-- start of Given text --

Issue #1788
closedThe pulp_streamer is subject to requests issue #2863
Description
Here is a broad overview of the issue [0] [1] in question:
When the streamer downloads a file, it does so with the Python `requests` library. The `requests` library provides connection pooling by making use of the `urllib3` library. This library has a bug. The bug is that each connection has TLS context associated with it, and the way the connections are pooled does not take this into account. To fully understand how and why this is the case I recommend reading the `urllib3` source, specifically the `PoolManager` class.
The correct place to fix this is in the `urllib3` and `requests` libraries. There is a pull request[2] open on `urllib3` which introduces a way to consider the TLS context of a connection when determining the pool it is placed in. I believe once this is merged, a pull request will need to be made against `requests` that makes use of this new feature. Once that is done, these patches must be backported to the EL6 and EL7 packages. `python-urllib3` is in the base OS repository so, from what I've been told, we shouldn't package a version ourselves. An errata would need to be issued.

-- end of Given text --

To do:
1/ In the pulp_streamer issue description, which `urllib3` class does the author recommend reading to understand the bug?
2/ Continue the pulp_streamer issue description after its final sentence about issuing an errata.

-- start of Supplied entries --

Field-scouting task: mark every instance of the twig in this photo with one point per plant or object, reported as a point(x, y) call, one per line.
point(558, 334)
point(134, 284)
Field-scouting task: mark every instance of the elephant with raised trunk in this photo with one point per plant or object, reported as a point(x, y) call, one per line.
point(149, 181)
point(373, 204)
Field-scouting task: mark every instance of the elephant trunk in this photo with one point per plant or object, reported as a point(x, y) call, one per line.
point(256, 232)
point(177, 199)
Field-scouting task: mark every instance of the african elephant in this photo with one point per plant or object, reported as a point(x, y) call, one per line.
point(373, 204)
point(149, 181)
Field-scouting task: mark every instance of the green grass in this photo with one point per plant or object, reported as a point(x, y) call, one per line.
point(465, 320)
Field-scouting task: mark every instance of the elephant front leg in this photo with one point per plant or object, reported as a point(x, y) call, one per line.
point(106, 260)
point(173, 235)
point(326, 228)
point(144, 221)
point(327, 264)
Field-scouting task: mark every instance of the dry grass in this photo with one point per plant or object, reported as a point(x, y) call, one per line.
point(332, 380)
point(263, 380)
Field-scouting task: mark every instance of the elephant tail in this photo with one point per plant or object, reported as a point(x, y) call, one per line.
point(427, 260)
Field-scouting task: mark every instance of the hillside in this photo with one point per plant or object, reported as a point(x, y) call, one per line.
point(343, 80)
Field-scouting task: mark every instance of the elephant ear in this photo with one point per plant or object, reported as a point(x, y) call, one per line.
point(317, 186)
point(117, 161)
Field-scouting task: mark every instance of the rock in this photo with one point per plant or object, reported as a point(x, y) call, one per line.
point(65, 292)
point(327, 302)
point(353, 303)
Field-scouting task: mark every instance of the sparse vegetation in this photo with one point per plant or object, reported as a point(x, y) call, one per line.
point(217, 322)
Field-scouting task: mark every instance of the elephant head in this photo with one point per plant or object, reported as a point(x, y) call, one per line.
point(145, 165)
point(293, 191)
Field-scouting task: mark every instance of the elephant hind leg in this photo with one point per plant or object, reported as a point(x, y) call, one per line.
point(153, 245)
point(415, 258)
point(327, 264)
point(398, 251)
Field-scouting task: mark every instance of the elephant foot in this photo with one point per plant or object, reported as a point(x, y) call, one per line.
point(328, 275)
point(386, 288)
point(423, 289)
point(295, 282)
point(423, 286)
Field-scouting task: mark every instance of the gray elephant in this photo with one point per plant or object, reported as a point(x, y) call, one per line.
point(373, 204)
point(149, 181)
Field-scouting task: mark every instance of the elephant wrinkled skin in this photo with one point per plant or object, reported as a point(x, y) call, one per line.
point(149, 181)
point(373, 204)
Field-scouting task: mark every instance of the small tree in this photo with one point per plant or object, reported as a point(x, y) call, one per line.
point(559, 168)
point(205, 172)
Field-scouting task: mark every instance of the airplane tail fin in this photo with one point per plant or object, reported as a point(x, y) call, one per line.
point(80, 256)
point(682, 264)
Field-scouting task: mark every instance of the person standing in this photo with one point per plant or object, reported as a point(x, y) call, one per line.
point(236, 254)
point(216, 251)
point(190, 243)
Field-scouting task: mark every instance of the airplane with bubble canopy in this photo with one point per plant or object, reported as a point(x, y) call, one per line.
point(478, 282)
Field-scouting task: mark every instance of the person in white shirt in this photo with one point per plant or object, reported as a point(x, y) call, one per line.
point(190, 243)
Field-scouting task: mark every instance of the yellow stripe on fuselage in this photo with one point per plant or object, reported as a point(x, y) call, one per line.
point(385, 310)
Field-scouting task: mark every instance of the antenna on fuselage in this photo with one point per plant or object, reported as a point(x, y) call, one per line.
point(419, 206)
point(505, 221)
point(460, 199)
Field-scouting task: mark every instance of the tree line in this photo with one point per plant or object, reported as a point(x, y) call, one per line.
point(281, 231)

-- end of Supplied entries --

Per-task outputs:
1/ The `PoolManager` class.

2/
The above solution will not be trivial. It has been suggested that we attempt to work around the issue in the streamer until such time as the fixes land in `urllib3`, `requests`, and the downstream packages of those projects. The following is a list of suggested solutions:
- Stop connection pooling in the streamer. The problem with this is that we will create a large number of TCP connections with the upstream servers (one per file). It is likely the servers will throttle us by either returning HTTP 503s or refusing the TCP connection. This will work slightly better than not at all, but it is not something that should be used in production (in my opinion).
- Stop using Nectar in the streamer. Nectar is a wrapper around `requests`, so if we switched to a different library we might avoid this problem. The only other serious candidate is the Twisted web client[3]. This has two downsides. The first is that we would no longer support alternate content sources with lazy sync. The second is that there may be problems with the Twisted web client we are currently unaware of and we will find ourselves in a similar situation after doing this. We also have a large range of versions to support (8 through 15) whereas the version of `requests` in RHEL is quite new due to a recent errata (2.6).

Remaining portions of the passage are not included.